Print the stretch of items from the line containing "Where can the shrub" through the end of the items, copying each line word for word and leaving out the pictures.
——
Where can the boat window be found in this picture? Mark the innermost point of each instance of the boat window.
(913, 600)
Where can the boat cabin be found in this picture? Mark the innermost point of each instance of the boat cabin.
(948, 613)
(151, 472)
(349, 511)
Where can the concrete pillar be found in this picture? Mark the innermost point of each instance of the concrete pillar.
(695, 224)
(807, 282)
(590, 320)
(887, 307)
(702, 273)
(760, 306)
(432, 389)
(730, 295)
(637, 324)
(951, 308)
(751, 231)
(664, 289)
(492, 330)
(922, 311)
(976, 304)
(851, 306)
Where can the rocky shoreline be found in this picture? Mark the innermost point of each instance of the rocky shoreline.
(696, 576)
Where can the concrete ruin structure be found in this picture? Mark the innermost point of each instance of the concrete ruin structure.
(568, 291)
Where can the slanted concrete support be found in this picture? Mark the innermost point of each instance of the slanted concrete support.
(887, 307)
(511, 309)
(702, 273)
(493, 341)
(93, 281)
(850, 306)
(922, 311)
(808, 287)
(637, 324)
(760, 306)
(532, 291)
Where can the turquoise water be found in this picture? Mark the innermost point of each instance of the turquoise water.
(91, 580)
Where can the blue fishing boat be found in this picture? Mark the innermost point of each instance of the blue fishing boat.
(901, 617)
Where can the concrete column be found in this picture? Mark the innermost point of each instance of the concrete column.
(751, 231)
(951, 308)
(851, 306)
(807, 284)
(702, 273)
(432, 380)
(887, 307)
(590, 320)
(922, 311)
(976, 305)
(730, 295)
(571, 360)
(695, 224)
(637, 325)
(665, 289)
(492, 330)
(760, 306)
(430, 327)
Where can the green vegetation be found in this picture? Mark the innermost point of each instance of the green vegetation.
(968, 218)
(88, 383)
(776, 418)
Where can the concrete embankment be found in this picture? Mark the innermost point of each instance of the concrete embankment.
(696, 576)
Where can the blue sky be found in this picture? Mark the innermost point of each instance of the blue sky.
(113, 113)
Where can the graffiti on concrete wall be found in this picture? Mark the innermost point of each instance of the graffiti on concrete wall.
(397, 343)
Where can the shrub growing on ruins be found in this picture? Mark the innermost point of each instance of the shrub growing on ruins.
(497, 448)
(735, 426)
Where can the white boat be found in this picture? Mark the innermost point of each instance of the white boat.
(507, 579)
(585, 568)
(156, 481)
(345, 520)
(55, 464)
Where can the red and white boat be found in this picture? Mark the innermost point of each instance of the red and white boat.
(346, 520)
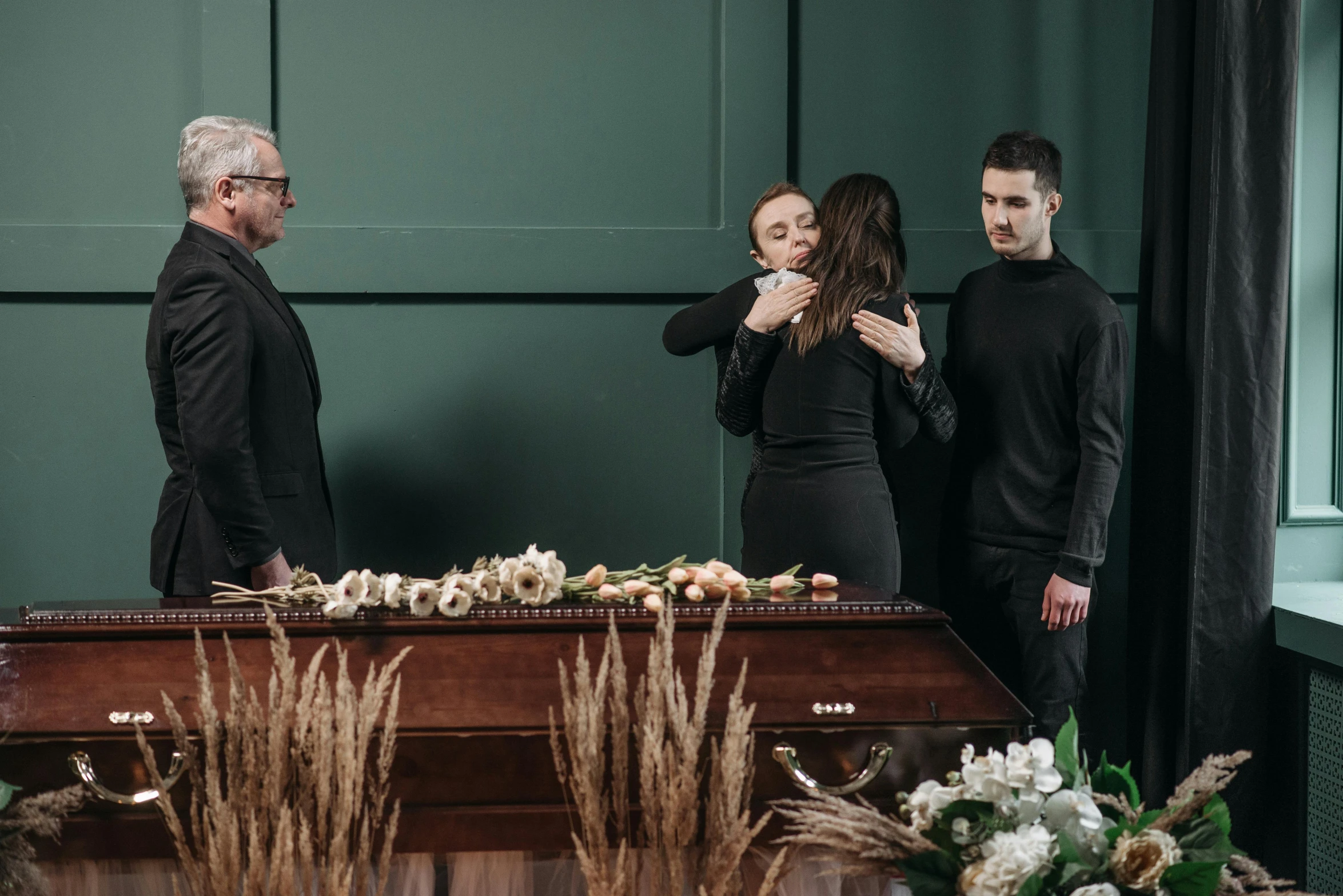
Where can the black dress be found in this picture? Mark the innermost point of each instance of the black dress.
——
Task answer.
Where can the shrub growing on ruins be found in this picture? Mark the innermost point of each instance of the shrub growing on ruins.
(497, 448)
(735, 426)
Where can the white boat be found in this picture? Mark the innermost point of each instance of the white boat.
(507, 579)
(585, 568)
(156, 481)
(345, 520)
(55, 464)
Where can the red and white boat be found in this picture? Mark the innermost point of each instance of the red and white boat.
(346, 520)
Where can the black dress be found in this picture? Mark the innermost point of each instance of the black dress.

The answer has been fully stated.